+++ DATASET RECORDS

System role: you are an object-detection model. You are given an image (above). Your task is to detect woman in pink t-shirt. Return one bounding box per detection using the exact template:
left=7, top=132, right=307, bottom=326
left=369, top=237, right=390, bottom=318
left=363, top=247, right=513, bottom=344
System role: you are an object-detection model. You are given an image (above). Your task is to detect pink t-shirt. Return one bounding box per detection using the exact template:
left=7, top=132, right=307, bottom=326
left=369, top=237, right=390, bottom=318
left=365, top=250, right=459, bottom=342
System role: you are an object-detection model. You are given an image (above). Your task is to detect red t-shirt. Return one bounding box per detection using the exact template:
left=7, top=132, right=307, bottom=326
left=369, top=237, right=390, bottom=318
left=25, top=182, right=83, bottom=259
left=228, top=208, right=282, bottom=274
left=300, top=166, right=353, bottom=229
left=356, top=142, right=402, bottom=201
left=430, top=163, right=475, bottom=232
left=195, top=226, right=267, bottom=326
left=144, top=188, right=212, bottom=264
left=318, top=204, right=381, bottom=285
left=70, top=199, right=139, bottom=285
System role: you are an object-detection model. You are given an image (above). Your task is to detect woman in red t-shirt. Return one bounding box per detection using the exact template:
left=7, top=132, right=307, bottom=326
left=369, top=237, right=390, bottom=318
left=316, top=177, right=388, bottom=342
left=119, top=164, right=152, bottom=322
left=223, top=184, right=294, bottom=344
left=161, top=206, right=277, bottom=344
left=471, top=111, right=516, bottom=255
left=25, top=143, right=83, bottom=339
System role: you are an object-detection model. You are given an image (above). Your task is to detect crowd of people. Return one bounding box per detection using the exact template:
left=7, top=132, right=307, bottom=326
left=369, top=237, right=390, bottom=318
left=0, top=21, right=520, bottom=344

++++++

» TO DO
Copy out all of the material above, changing every "t-shirt" to "top" and keeping everything else the same.

» IN RESPONSE
System role: you are an object-detection model. You are given an image (above). Your task is to detect woman in pink top. Return one bounding box per detection using the exact template:
left=7, top=132, right=307, bottom=326
left=369, top=237, right=390, bottom=318
left=363, top=247, right=513, bottom=344
System role: you are an object-detection model. You are given an image (above). Your task is to detect pink top. Return one bounding box per detection using the exact template:
left=7, top=132, right=307, bottom=326
left=369, top=237, right=390, bottom=318
left=365, top=250, right=459, bottom=342
System role: you are an object-detection model. You are given an image (above). Your task is to detect red top. Return one bounding box per detection using the exact template:
left=7, top=132, right=307, bottom=326
left=369, top=237, right=390, bottom=318
left=25, top=182, right=83, bottom=259
left=228, top=208, right=282, bottom=274
left=300, top=166, right=353, bottom=229
left=356, top=142, right=402, bottom=201
left=430, top=163, right=475, bottom=232
left=195, top=226, right=267, bottom=326
left=144, top=188, right=212, bottom=264
left=318, top=204, right=381, bottom=285
left=70, top=199, right=139, bottom=285
System role: you are an object-detection model. You are given an image (above). Your task is to detect woman in red top. Return one bounding box per detection using the exact template:
left=7, top=132, right=307, bottom=326
left=369, top=237, right=390, bottom=318
left=316, top=177, right=388, bottom=342
left=119, top=164, right=152, bottom=322
left=223, top=184, right=294, bottom=344
left=161, top=206, right=277, bottom=344
left=471, top=111, right=516, bottom=255
left=25, top=143, right=83, bottom=339
System role: you are an object-detection model. You are given an image (above). Your task is to detect crowd of people. Return one bounding box per detection using the exact template:
left=7, top=132, right=307, bottom=326
left=369, top=237, right=390, bottom=318
left=0, top=21, right=520, bottom=344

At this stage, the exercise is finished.